WORK REQUIRED » Rewrite the records from the line containing "# Task: locate the open mouth in this image" through the line containing "top-left (38, 125), bottom-right (93, 208)", both included, changing every "yellow" to "gold" and leaving the rest the same. Give back only those lines.

[Items in a dataset]
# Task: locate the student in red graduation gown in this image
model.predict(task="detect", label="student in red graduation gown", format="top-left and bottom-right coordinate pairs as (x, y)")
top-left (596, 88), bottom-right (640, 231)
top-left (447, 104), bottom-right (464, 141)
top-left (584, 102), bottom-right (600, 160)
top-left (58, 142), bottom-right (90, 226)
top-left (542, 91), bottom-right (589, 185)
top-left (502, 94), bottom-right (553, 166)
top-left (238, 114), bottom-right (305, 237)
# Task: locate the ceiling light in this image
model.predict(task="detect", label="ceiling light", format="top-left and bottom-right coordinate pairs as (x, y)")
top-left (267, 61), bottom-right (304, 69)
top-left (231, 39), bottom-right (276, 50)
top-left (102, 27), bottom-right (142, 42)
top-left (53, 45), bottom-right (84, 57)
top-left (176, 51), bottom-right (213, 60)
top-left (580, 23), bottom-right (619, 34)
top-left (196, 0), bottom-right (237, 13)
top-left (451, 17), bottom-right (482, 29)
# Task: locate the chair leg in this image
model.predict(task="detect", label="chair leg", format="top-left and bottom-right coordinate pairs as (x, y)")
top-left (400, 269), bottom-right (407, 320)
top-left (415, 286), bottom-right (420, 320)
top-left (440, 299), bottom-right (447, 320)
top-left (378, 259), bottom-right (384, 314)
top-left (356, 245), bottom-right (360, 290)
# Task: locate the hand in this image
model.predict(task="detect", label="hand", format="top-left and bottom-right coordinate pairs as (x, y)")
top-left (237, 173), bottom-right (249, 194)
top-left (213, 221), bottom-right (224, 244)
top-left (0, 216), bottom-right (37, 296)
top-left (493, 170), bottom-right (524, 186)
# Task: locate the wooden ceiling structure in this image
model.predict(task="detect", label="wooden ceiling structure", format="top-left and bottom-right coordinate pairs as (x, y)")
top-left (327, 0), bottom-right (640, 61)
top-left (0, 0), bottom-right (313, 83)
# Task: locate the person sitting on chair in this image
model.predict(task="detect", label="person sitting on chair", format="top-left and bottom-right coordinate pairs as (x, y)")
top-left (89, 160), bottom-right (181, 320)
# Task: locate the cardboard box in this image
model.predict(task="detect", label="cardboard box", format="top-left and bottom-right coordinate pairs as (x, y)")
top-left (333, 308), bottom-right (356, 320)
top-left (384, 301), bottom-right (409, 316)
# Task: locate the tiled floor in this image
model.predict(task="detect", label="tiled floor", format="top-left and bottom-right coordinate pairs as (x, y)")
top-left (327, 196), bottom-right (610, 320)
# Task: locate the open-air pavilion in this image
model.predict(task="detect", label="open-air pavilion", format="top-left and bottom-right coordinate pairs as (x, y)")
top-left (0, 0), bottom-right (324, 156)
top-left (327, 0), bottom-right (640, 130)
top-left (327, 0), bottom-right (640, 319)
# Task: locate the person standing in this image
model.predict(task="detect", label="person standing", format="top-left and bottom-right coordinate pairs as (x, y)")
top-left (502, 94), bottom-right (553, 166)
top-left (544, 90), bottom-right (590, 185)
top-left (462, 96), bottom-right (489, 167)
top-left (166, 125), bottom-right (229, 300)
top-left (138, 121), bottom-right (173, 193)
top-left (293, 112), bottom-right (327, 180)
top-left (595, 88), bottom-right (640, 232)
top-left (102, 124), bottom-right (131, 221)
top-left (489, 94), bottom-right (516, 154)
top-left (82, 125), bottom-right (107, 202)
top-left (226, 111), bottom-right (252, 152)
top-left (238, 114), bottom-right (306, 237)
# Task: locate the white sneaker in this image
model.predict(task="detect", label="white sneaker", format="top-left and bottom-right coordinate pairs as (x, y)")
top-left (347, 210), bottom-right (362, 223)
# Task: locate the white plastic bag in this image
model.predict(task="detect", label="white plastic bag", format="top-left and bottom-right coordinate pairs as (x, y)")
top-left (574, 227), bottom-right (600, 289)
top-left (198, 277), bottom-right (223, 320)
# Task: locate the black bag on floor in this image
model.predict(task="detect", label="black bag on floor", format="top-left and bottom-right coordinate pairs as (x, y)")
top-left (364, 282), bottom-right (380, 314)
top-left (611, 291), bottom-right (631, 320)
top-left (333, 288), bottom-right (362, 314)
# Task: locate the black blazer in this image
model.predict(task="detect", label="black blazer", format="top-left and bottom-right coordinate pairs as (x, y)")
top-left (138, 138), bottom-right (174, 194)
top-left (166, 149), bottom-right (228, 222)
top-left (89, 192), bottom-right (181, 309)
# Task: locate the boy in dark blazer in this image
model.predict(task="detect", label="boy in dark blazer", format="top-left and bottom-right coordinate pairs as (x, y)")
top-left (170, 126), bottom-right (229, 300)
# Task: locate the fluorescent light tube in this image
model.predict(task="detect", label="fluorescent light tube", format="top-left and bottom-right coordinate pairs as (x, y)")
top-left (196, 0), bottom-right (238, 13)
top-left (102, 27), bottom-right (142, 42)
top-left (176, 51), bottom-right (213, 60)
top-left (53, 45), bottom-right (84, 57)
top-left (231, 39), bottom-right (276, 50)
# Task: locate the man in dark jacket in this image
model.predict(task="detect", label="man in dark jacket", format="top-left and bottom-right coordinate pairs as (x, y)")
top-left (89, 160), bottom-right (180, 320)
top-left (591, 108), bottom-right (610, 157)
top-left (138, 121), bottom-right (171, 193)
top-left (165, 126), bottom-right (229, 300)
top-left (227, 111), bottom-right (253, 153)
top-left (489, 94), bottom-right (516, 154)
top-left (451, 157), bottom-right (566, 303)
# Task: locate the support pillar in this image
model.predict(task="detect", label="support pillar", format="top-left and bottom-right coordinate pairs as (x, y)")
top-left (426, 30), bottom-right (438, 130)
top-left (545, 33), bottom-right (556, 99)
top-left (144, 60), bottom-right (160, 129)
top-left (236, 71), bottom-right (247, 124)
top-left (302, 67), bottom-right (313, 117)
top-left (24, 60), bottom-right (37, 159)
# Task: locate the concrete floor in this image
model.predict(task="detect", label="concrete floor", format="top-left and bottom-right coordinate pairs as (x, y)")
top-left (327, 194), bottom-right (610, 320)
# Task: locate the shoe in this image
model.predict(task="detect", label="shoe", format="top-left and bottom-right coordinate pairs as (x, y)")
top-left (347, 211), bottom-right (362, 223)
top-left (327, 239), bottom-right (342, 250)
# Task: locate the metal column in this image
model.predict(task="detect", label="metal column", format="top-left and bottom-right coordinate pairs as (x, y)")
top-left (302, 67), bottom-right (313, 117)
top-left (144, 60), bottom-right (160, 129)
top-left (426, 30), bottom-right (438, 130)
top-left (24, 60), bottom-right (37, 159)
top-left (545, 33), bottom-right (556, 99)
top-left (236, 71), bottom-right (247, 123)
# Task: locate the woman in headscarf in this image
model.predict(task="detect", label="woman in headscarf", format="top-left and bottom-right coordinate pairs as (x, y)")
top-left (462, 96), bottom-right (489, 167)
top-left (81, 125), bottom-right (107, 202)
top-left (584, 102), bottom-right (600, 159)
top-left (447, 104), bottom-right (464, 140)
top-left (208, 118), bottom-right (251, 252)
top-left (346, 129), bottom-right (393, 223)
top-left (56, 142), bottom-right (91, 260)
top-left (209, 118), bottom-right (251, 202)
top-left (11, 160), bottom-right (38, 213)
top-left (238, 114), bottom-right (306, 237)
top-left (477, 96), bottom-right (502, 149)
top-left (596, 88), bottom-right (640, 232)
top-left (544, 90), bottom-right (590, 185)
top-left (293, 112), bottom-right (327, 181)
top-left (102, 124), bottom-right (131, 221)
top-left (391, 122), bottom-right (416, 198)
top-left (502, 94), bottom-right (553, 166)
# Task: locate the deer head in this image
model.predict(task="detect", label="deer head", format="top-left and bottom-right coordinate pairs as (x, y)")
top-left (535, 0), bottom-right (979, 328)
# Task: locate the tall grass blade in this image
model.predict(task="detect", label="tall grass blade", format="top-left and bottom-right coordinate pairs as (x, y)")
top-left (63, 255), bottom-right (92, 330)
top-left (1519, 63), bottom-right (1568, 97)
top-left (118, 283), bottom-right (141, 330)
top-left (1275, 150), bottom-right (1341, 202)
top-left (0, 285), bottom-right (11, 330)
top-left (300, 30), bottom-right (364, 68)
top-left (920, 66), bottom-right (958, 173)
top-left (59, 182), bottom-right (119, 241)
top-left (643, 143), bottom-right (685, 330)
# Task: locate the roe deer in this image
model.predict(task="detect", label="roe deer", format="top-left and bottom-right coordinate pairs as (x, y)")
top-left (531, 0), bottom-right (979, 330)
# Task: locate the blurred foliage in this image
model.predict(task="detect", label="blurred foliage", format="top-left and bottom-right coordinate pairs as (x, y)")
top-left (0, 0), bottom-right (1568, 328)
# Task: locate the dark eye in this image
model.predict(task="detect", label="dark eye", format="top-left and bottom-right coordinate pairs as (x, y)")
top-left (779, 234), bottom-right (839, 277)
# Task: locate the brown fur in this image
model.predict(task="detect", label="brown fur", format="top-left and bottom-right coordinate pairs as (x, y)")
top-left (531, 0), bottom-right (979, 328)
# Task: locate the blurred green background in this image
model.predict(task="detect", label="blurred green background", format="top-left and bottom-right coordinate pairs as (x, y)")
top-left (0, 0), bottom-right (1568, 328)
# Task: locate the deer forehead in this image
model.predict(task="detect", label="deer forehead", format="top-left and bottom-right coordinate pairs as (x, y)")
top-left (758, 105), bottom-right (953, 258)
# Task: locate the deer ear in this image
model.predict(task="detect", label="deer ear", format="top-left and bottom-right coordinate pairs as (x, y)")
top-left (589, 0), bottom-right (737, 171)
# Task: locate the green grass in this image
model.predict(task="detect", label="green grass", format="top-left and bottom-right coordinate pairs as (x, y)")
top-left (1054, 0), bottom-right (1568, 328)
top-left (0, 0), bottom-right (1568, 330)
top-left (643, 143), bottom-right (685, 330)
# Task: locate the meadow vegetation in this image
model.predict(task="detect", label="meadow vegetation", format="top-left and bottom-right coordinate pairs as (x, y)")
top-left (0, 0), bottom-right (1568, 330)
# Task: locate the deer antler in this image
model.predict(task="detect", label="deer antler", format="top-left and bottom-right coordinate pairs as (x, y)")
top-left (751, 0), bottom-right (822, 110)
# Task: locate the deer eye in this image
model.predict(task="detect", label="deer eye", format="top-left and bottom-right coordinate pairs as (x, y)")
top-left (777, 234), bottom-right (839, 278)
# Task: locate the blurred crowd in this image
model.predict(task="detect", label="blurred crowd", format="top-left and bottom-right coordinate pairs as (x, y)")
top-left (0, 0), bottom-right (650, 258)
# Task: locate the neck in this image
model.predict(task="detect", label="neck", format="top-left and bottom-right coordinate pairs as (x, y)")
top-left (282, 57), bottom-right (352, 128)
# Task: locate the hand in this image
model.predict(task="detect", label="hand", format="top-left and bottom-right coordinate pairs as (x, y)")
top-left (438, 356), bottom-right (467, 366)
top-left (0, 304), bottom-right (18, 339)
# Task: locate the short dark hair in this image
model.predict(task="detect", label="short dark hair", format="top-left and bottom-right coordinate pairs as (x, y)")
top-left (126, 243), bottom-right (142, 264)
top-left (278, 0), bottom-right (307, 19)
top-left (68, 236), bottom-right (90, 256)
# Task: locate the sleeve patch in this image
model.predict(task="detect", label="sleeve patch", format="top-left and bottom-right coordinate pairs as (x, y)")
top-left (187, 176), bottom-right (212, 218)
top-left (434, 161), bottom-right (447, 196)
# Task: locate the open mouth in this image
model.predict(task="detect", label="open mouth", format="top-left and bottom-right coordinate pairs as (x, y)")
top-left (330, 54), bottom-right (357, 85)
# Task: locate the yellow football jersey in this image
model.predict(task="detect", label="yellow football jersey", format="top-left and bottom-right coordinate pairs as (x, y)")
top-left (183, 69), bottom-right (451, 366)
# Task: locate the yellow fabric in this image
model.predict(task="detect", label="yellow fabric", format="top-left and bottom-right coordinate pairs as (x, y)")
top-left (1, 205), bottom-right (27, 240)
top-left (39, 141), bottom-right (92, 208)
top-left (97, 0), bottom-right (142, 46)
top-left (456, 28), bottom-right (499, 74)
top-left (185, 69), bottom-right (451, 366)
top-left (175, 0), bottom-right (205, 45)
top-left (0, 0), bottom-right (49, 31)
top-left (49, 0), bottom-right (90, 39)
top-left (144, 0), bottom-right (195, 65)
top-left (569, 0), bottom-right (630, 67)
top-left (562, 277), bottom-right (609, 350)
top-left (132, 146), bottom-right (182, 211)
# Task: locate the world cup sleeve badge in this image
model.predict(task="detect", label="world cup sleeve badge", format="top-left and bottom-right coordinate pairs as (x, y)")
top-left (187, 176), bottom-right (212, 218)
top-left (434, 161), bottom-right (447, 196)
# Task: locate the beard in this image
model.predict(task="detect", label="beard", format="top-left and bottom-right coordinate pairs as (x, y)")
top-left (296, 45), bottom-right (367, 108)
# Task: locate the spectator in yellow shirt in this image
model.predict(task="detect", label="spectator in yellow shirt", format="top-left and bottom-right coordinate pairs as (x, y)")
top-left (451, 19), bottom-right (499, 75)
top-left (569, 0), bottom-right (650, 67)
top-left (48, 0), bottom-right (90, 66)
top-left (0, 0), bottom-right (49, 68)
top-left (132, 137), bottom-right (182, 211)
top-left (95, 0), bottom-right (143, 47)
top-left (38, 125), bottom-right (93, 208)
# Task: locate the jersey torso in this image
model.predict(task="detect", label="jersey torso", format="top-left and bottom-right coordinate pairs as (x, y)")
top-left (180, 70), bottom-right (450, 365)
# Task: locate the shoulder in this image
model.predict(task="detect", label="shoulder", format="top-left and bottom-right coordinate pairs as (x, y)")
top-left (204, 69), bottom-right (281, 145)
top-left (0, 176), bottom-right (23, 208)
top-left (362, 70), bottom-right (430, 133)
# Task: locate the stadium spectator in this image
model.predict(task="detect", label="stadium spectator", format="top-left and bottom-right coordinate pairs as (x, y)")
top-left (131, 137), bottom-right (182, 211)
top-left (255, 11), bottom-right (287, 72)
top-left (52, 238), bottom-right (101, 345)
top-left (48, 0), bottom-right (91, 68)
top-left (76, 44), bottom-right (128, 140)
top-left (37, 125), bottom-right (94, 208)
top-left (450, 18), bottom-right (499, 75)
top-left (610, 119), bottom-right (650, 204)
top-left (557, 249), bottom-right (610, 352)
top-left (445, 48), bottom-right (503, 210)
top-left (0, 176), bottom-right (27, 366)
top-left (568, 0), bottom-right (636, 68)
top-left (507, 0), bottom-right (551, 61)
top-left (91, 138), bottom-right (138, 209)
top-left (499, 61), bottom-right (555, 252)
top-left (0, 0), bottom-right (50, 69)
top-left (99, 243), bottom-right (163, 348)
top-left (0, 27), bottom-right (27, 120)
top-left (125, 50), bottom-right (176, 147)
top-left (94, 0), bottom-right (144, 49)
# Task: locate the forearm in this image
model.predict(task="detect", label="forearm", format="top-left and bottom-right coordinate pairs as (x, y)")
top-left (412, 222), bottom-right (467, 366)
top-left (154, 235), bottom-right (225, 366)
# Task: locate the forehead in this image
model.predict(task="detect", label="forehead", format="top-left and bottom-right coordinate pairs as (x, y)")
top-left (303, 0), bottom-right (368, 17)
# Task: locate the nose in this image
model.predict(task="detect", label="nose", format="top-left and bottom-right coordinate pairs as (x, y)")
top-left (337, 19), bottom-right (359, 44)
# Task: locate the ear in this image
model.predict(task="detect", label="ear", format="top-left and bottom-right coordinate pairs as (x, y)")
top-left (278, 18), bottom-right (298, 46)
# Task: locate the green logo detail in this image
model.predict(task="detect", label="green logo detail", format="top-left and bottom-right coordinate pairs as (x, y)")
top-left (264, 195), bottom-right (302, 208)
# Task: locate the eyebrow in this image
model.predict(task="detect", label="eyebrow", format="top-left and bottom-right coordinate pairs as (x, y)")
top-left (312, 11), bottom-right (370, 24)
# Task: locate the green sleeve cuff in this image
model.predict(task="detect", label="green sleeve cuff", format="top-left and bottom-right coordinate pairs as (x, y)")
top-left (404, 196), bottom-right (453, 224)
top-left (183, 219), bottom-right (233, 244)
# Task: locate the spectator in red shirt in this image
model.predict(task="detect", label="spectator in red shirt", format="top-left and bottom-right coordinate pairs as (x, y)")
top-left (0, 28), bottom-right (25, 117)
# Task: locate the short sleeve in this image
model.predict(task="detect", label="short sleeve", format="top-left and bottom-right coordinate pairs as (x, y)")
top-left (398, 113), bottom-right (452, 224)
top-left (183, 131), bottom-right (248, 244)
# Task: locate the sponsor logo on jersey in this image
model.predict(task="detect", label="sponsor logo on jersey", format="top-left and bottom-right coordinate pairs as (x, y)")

FINISHED TASK »
# Task: locate the open mouth in this image
model.predict(task="detect", label="open mouth", format="top-left and bottom-right coordinate pairs as (x, y)")
top-left (330, 54), bottom-right (357, 85)
# Task: locate the gold football jersey in this image
model.predict(task="detect", label="gold football jersey", format="top-left and bottom-right coordinate pairs as (x, y)")
top-left (183, 69), bottom-right (451, 366)
# Task: locate the gold fabric in this image
model.predict(task="detect", label="gold fabric", format="top-left and bottom-right coordinate pairs as (x, y)")
top-left (1, 205), bottom-right (27, 240)
top-left (39, 141), bottom-right (92, 208)
top-left (97, 0), bottom-right (142, 46)
top-left (456, 28), bottom-right (499, 74)
top-left (185, 69), bottom-right (451, 366)
top-left (175, 0), bottom-right (205, 45)
top-left (0, 0), bottom-right (49, 31)
top-left (49, 0), bottom-right (90, 39)
top-left (144, 0), bottom-right (195, 65)
top-left (569, 0), bottom-right (630, 67)
top-left (562, 277), bottom-right (609, 350)
top-left (132, 146), bottom-right (182, 211)
# Task: locate the world cup sleeve badge in this image
model.predict(task="detect", label="world cup sleeve badge", format="top-left and bottom-right coordinate pairs as (x, y)")
top-left (187, 176), bottom-right (212, 218)
top-left (434, 161), bottom-right (447, 196)
# Task: locate the beard in this image
model.predict(task="detect", label="beard", format="top-left and bottom-right coordinate pairs as (x, y)")
top-left (296, 45), bottom-right (367, 108)
# Task: locate the spectator in gold shirt in this image
model.predict(task="detect", label="spectator in gold shirt", format="top-left and bottom-right coordinate pairs as (x, y)")
top-left (451, 19), bottom-right (499, 75)
top-left (569, 0), bottom-right (650, 67)
top-left (48, 0), bottom-right (90, 66)
top-left (0, 0), bottom-right (49, 68)
top-left (132, 137), bottom-right (182, 211)
top-left (95, 0), bottom-right (143, 47)
top-left (38, 125), bottom-right (93, 208)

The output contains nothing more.